▶ [Document segment]:
━━━━━━━━━━━━━━━━━━━━━━━━━━━━━━

Thursday, November 19

Feeling A Little Dirty...

The Meyer lemon is about halfway to full bloom now, and it smells heavenly in my dining room. Its wonderful lemony perfume that wafts through the house, especially when the heater kicks on and swirls the scent around. And the pristine white (which I usually am ambivalent about at best) blooms are gorgeous in their elegant simplicity.

At first I thought that I would just enjoy the fragrance and flowers... but after so many people commented about waiting on a crop of Meyer lemons themselves I had an about-face and decided to try for the trifecta.  I feel a little silly and inept going around to all of the blooms with the soft paintbrush every day (like a fumbling but enthusiastic 15-year-old boy?!) but I'm really not sure when exactly to pollinate, so I'm covering all my bases.

I understand that I won't get to enjoy the lemons themselves until next year... but I'll know whether any of my ministrations bear fruit--literally--in the next few months, I think!  Stay tuned...  

Saturday, November 14

Garden Bloggers' Bloom Day - November 2009

 What a beautiful weekend!  As I was out taking photo after photo for November's Garden Bloggers' Bloom Day (hosted each month by the lovely and funny Carol of May Dreams Gardens) on Saturday, I kept thinking, "Wow, and there are flowers on THIS, too?" and, "Really, who would have guessed that I'd still be seeing such a show from my salvia guaranitica 'Black & Blue' this late in the season?"  But there it was:

Which brings me to why I participate in Garden Bloggers' Bloom Day each month:  Not only is it a lot of fun to see what's blooming in OPG (Other People's Gardens) but also it keeps me on track with the whole "garden journal" purpose of my blog.  While the images were downloading onto my computer, I went back through previous Bloom Days and discovered that LOTS of plants that are blooming today were still blooming here in the past few Novembers, too, including:


Top to bottom, those images show:  'Munstead' lavender, 'Hameln' pennisetum with blue caryopteris, self-sown red snapdragons with one branch of the still-blooming 'Walker's Low' catmint behind, 'Purple Dragon' lamium, 'Jumping Jack' (zygopetalum) orchid, 'Vodka' wax begonias, pineapple sage fronting 'Rotstrahlbusch' switchgrass, lonicera sempervirens--a the native honeysuckle, 'Sweet Kate' tradescantia, 'Golden Delicious' pineapple sage with 'Sweet Kate' behind, 'Ozark' strawberries, and 'Caradonna,' which is my favorite of the long-blooming perennial purple salvias.

━━━━━━━━━━━━━━━━━━━━━━━━━━━━━━

▶ [Data records]:
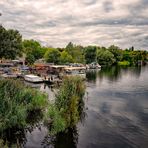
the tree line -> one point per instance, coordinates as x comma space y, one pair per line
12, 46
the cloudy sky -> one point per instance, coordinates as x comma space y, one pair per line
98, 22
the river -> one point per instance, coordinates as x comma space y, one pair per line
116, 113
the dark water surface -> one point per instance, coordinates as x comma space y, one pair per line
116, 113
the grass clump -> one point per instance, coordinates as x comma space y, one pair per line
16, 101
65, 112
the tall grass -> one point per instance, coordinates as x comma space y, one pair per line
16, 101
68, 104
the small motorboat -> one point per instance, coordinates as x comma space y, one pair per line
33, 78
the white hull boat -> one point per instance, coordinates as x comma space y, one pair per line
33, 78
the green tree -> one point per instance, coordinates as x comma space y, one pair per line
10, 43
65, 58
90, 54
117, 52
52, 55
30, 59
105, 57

━━━━━━━━━━━━━━━━━━━━━━━━━━━━━━

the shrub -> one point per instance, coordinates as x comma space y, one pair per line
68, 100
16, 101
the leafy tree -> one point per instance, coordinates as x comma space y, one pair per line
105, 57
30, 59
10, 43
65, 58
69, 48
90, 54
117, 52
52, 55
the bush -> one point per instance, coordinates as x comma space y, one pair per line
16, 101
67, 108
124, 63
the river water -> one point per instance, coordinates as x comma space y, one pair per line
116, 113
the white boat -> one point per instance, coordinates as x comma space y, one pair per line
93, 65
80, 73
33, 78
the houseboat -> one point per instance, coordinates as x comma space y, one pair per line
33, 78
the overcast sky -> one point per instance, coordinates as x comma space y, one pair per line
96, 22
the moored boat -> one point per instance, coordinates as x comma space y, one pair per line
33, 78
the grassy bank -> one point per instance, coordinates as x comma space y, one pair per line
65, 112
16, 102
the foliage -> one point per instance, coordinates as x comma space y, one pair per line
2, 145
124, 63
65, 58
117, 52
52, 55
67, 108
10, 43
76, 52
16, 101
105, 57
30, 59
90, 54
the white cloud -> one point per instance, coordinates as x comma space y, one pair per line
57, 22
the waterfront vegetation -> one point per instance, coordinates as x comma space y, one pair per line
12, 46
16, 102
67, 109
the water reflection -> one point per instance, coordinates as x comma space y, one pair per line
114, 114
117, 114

━━━━━━━━━━━━━━━━━━━━━━━━━━━━━━

▶ [What you will do]:
**a.** Answer these questions using the garden blog:
(i) Which plant is about halfway to full bloom in the dining room?
(ii) What tool does the writer take around to the blooms every day?
(iii) Who hosts Garden Bloggers' Bloom Day each month?
**b.** The caption at the end of the garden blog names the plants in each image. List every caption entry that shows two plants together, and give both plants for each entry.
**c.** Resume the garden blog post from where it stops.

▶ [Solved tasks]:
**a.**
(i) The Meyer lemon.
(ii) A soft paintbrush.
(iii) Carol of May Dreams Gardens.

**b.**
- 'Hameln' pennisetum with blue caryopteris
- Self-sown red snapdragons with one branch of the still-blooming 'Walker's Low' catmint behind
- Pineapple sage fronting 'Rotstrahlbusch' switchgrass
- 'Golden Delicious' pineapple sage with 'Sweet Kate' behind

**c.**
I admit, I was a little bit disappointed to find out that many of my "Special November Flowers" weren't really all that special after all!  But there are a few new things blooming here in the garden, like:


Top to bottom:  Mandevilla sanderi, 'Albury Purple' St. John's Wort, 'Meyer Improved' lemon--which is scenting the dining room wonderfully!--above dark purple begonia foliage, unnamed variety of calendula, lemon verbena, the insidious but pretty 'Neon Lights' mini snapdragons (linaria aerugimea) that self-sow everywhere, and a tiny sprig of alyssum peeking out from a mound of silver 'Amazon Sun' lotus vine foliage.

Other things in bloom at my house this weekend, but not shown in pictures, include:  Peace lily, Thanksgiving cactus, 'Dragon Wing' begonia, 'Grosso' lavender, golden oregano, and 'All Gold' hakonechloa.

Want to see more November blooms?  First check out Carol's Garden Bloggers' Bloom Day Post, and then visit the links at the bottom for more.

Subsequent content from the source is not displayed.